ASSIGNMENT
Repeat each entry exactly; omit all pictures.

---------- PROVIDED INFORMATION

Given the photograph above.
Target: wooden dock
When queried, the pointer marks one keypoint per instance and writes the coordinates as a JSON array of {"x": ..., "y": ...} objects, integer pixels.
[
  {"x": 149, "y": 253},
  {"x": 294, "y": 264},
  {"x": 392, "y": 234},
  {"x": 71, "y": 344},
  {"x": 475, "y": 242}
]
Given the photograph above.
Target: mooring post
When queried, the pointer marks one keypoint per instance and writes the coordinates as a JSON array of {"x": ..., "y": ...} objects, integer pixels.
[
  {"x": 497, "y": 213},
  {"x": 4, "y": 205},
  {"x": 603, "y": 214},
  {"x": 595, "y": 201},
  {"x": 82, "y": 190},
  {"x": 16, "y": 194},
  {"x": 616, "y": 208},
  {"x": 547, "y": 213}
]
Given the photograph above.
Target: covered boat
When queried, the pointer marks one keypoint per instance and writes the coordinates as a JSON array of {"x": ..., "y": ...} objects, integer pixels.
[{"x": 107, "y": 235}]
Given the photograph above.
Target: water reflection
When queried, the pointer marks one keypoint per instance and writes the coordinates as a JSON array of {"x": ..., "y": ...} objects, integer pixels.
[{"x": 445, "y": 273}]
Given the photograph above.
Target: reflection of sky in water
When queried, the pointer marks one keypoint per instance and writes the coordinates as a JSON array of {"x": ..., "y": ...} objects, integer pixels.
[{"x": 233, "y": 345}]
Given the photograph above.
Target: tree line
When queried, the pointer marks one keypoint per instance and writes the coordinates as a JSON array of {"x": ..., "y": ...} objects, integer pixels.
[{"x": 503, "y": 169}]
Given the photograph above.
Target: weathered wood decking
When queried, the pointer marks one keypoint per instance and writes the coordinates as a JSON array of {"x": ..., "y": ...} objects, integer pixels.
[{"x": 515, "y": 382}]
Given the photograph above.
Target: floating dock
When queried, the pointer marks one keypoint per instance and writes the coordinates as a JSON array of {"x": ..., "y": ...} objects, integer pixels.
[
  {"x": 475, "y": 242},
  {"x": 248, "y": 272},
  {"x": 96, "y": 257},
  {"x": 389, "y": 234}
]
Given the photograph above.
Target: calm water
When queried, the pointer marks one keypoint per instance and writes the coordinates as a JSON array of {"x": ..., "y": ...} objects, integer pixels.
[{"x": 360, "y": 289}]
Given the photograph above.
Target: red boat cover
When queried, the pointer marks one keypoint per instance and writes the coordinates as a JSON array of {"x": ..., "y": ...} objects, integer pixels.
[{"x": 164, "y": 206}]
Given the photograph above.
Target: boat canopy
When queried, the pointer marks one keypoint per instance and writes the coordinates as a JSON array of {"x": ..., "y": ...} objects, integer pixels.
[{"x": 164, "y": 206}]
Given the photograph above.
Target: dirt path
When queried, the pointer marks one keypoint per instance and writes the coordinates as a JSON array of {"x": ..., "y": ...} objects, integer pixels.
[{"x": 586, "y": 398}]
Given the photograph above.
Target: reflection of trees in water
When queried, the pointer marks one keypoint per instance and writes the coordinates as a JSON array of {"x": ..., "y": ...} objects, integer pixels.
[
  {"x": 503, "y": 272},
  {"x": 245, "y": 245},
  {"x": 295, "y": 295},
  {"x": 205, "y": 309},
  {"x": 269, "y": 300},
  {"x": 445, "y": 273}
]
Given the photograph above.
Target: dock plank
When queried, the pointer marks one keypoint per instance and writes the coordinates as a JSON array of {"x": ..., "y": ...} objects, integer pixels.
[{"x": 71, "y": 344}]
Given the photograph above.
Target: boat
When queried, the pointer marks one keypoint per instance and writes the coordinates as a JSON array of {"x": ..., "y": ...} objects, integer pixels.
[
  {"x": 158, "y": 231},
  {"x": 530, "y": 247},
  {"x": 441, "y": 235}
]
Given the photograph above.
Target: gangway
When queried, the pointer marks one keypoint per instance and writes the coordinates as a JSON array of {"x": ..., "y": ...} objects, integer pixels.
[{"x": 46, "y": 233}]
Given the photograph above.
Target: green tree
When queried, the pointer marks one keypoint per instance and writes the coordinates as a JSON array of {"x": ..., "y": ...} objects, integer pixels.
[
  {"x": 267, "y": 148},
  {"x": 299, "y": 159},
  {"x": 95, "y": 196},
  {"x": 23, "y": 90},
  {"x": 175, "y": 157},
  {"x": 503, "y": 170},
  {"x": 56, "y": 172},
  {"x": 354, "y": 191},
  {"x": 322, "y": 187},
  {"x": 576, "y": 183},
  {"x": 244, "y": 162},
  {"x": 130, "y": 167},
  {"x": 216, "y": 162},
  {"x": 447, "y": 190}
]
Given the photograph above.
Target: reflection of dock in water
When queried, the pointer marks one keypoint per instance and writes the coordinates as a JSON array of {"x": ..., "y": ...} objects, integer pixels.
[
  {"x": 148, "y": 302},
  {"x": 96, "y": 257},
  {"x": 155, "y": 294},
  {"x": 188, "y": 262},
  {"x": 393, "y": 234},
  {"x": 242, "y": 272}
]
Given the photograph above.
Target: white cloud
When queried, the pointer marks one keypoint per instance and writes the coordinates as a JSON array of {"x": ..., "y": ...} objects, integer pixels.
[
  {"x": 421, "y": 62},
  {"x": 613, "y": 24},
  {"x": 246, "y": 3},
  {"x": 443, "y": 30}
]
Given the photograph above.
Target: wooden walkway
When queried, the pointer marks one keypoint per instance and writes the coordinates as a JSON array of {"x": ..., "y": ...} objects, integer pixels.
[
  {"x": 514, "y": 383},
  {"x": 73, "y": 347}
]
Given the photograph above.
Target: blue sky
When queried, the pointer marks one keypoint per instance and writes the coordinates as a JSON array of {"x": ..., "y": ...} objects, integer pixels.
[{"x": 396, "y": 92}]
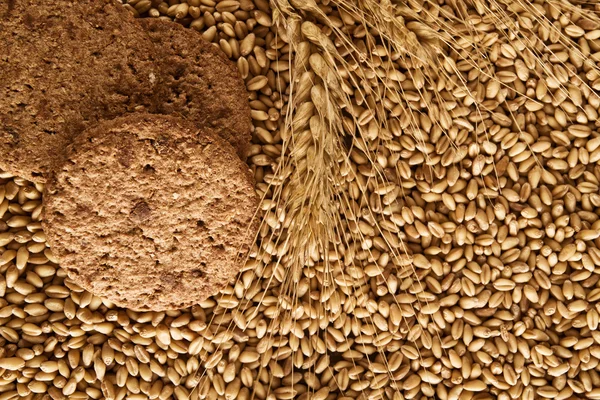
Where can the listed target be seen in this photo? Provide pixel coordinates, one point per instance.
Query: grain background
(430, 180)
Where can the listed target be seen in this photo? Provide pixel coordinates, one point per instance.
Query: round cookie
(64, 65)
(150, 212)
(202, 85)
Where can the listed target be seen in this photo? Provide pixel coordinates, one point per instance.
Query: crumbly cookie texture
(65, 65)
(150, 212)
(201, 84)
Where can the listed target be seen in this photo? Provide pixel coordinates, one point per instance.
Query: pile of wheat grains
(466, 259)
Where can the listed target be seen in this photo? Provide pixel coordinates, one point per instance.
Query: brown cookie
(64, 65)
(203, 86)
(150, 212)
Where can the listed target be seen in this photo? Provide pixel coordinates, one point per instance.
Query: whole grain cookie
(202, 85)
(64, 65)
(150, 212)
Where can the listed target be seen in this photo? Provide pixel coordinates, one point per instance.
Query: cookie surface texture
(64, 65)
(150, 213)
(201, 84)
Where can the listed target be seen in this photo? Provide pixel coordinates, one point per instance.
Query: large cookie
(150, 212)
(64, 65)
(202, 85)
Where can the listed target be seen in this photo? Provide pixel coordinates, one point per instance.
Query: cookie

--------------------

RESULT OF THIS EXERCISE
Given the photograph above.
Target: wooden dock
When queried, the pointer marks one keypoint per instance and writes the coordinates as a JSON array of {"x": ..., "y": ...} objects, integer pixels.
[
  {"x": 149, "y": 253},
  {"x": 294, "y": 264},
  {"x": 392, "y": 234},
  {"x": 71, "y": 344},
  {"x": 475, "y": 242}
]
Given the photograph above.
Target: mooring post
When queried, the pointer marks one keypoint per instance and writes the coordinates as a JSON array of {"x": ..., "y": ...} objects, integer pixels.
[
  {"x": 497, "y": 213},
  {"x": 4, "y": 205},
  {"x": 603, "y": 214},
  {"x": 595, "y": 201},
  {"x": 82, "y": 190},
  {"x": 16, "y": 194},
  {"x": 616, "y": 208},
  {"x": 547, "y": 213}
]
Given the photograph above.
Target: covered boat
When queried, the pointer marks one keypoint per instance and writes the coordinates as a JSON array of {"x": ..., "y": ...} objects, integer pixels.
[{"x": 107, "y": 235}]
Given the photograph above.
Target: water reflection
When queried, the pointer marks one keypoint per instance and writes the coordinates as a JSON array of {"x": ..., "y": ...} objects, integer pixels.
[{"x": 445, "y": 273}]
Given the photograph above.
Target: reflection of sky in water
When queried, the pointer marks one keypoint per instance and writes the coordinates as a JSON array of {"x": ..., "y": ...} objects, integer pixels.
[{"x": 233, "y": 345}]
Given the photograph above.
Target: tree line
When queried, the pointer marks one keypoint per instance and writes the coordinates as a JSON array of {"x": ..., "y": ...} objects, integer pixels.
[{"x": 503, "y": 169}]
Given the photograph above.
Target: weathered wood decking
When queried, the pointer marks one keypoint per instance and writes the coordinates as a JSON array of {"x": ..., "y": ...} objects, integer pixels.
[{"x": 515, "y": 382}]
Given the photograph above.
Target: floating dock
When queried, the pointer marks one keypoint per instance and writes the coordinates as a JSON array of {"x": ..., "y": ...} objects, integer pixels.
[
  {"x": 475, "y": 242},
  {"x": 248, "y": 272},
  {"x": 96, "y": 257},
  {"x": 389, "y": 234}
]
Given the photograph above.
Target: calm water
When queried, the pointer marks one keypoint per instance and writes the coordinates as a JSON array of {"x": ..., "y": ...} objects, integer pixels.
[{"x": 360, "y": 289}]
Given the photograph above.
Target: red boat cover
When queried, the pointer marks one keypoint per instance and writes the coordinates as a JSON array of {"x": ..., "y": ...} objects, integer pixels.
[{"x": 164, "y": 206}]
Given the photograph above.
Target: boat canopy
When queried, the pointer marks one keypoint per instance and writes the coordinates as a JSON array of {"x": ..., "y": ...} objects, integer pixels.
[{"x": 164, "y": 206}]
Given the photograph above.
Target: dirt path
When queried, the pointer marks one keypoint per instance and writes the coordinates as a JSON array of {"x": ..., "y": ...} objects, integer pixels.
[{"x": 586, "y": 398}]
Given the photograph above.
Target: reflection of trees in water
When queried, the pointer marks one keypoint per instance and writes the coordinates as a JSON array of {"x": ..., "y": ...} objects, integer pixels.
[
  {"x": 503, "y": 272},
  {"x": 245, "y": 245},
  {"x": 295, "y": 295},
  {"x": 205, "y": 309},
  {"x": 269, "y": 300},
  {"x": 445, "y": 273}
]
Given the photograph above.
Target: dock plank
When queried, the pointer marks one keypoint per instance and writes the coordinates as a JSON array of {"x": ..., "y": ...} objects, integer pixels.
[{"x": 71, "y": 344}]
Given the photograph above.
Target: boat
When queried, the pointer marks one keypoint per instance and writes the coordinates as a JSON array of {"x": ..., "y": ...} objects, integer pixels.
[
  {"x": 158, "y": 231},
  {"x": 530, "y": 247},
  {"x": 441, "y": 235}
]
Given the photograph above.
Target: gangway
When queried, the pointer marks one keypoint per instance and writes the coordinates as a JSON array of {"x": ..., "y": ...} objects, integer pixels.
[{"x": 46, "y": 233}]
Given the photograph above.
Target: green tree
When queried, the pointer marks one keypoint per instance and writes the coordinates as a JSON array of {"x": ..., "y": ...} objects, integer pixels.
[
  {"x": 267, "y": 148},
  {"x": 299, "y": 159},
  {"x": 95, "y": 196},
  {"x": 23, "y": 90},
  {"x": 175, "y": 157},
  {"x": 503, "y": 170},
  {"x": 56, "y": 172},
  {"x": 354, "y": 191},
  {"x": 322, "y": 187},
  {"x": 576, "y": 183},
  {"x": 244, "y": 162},
  {"x": 130, "y": 167},
  {"x": 216, "y": 162},
  {"x": 447, "y": 190}
]
Given the photograph above.
Target: reflection of dock in water
When queried, the pointer marks one keypoint per instance and writes the coordinates as a JSON array of {"x": ..., "y": ...} objects, integer pixels.
[
  {"x": 148, "y": 302},
  {"x": 96, "y": 257},
  {"x": 155, "y": 294},
  {"x": 188, "y": 262},
  {"x": 393, "y": 234},
  {"x": 242, "y": 272}
]
Given the photograph above.
Target: white cloud
When queried, the pointer marks one keypoint per instance and writes the coordinates as a JSON array of {"x": ..., "y": ...} objects, integer pixels.
[
  {"x": 421, "y": 62},
  {"x": 613, "y": 24},
  {"x": 246, "y": 3},
  {"x": 443, "y": 30}
]
Given the photograph above.
Target: wooden walkway
When queried, the pointer marks one keypoint per instance and writes the coordinates as a JSON array of {"x": ..., "y": ...} objects, integer pixels.
[
  {"x": 514, "y": 383},
  {"x": 73, "y": 347}
]
Given the photograph above.
Target: blue sky
When queried, the pointer marks one keypoint per instance and writes the coordinates as a JSON array of {"x": ..., "y": ...} objects, integer pixels.
[{"x": 396, "y": 92}]
Where can the listed target be seen in this photo? Provide pixel coordinates, one point per instance.
Query: grain background
(430, 180)
Where can the listed target be seen in this photo? Provide pixel coordinates, one point per instance.
Query: round cookie
(64, 65)
(150, 212)
(202, 85)
Where can the listed target be seen in this photo? Provide pixel coordinates, one point per instance.
Query: crumbly cookie texture
(65, 65)
(150, 212)
(201, 84)
Where can the listed target be seen in this photo? Provide pixel coordinates, one point per instance.
Query: pile of wheat grains
(466, 259)
Where can the listed target be seen in this photo? Provide pixel coordinates, one point per instance.
Query: brown cookie
(64, 65)
(203, 86)
(150, 212)
Where can the listed target be seen in this photo? Provide pixel coordinates, one point per instance.
Query: whole grain cookie
(202, 85)
(64, 65)
(150, 212)
Where can the listed target be seen in this photo? Provide pixel coordinates, one point per instance.
Query: cookie surface texture
(64, 65)
(150, 213)
(201, 84)
Where can the listed target be seen in this photo? Provide pixel coordinates, one point per instance.
Query: large cookie
(150, 212)
(64, 65)
(202, 85)
Where can the listed target be seen in this photo? Provide pixel coordinates, one point per instance.
Query: cookie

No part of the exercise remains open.